#### [Problem details]
Rewrite the listing below, changing each "Target" to "Label" and keeping everything else unchanged.

------------------------------------------------------------------------

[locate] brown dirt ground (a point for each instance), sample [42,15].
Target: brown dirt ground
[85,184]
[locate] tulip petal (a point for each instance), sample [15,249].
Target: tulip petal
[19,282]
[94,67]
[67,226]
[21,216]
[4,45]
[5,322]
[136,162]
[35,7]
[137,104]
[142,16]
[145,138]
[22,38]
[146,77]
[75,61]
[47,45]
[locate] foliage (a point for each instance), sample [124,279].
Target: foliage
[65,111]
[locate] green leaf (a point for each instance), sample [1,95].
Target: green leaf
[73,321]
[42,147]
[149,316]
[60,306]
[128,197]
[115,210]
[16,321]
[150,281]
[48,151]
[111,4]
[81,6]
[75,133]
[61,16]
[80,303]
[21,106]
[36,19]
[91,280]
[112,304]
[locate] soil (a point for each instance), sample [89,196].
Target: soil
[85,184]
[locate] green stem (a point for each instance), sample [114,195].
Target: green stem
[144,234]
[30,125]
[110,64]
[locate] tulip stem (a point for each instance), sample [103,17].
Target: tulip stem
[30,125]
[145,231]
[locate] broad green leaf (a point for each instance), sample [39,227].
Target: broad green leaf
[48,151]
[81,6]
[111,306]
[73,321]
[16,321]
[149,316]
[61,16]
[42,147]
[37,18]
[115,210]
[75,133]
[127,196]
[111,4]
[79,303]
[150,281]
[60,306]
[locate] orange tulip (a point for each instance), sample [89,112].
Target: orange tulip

------------------------------------------------------------------------

#### [Full output]
[locate] brown dirt ground (a point for each instance), sample [42,15].
Label: brown dirt ground
[85,184]
[locate] tulip petal (a point for each instance), sample [15,249].
Label: tulip petal
[19,282]
[94,67]
[67,226]
[21,216]
[4,45]
[5,322]
[136,162]
[35,7]
[137,104]
[142,16]
[145,138]
[22,38]
[146,77]
[75,61]
[47,45]
[locate] foliage (a point for each instance), sample [124,279].
Label: foliage
[65,111]
[locate] green leaf (a point for each instance), sample [1,95].
Label: green leaf
[73,321]
[42,147]
[149,316]
[60,306]
[128,197]
[115,210]
[16,321]
[150,281]
[48,151]
[111,4]
[81,6]
[75,133]
[61,16]
[80,303]
[21,106]
[36,19]
[91,280]
[112,304]
[locate] soil (a point for each instance), sample [89,196].
Label: soil
[85,184]
[locate] green stem (a point for each instance), sample [114,195].
Label: green stem
[144,234]
[30,125]
[110,64]
[locate] tulip stem (a point for each instance), sample [103,17].
Label: tulip stem
[30,125]
[145,231]
[locate] broad green leaf (a point for each instance), sample [39,227].
Label: broad green leaf
[48,151]
[81,6]
[111,306]
[73,321]
[16,321]
[149,316]
[61,16]
[42,147]
[37,18]
[115,210]
[75,133]
[127,196]
[111,4]
[79,303]
[150,281]
[60,306]
[locate] orange tulip (a point for each instance), sample [89,112].
Label: orange tulip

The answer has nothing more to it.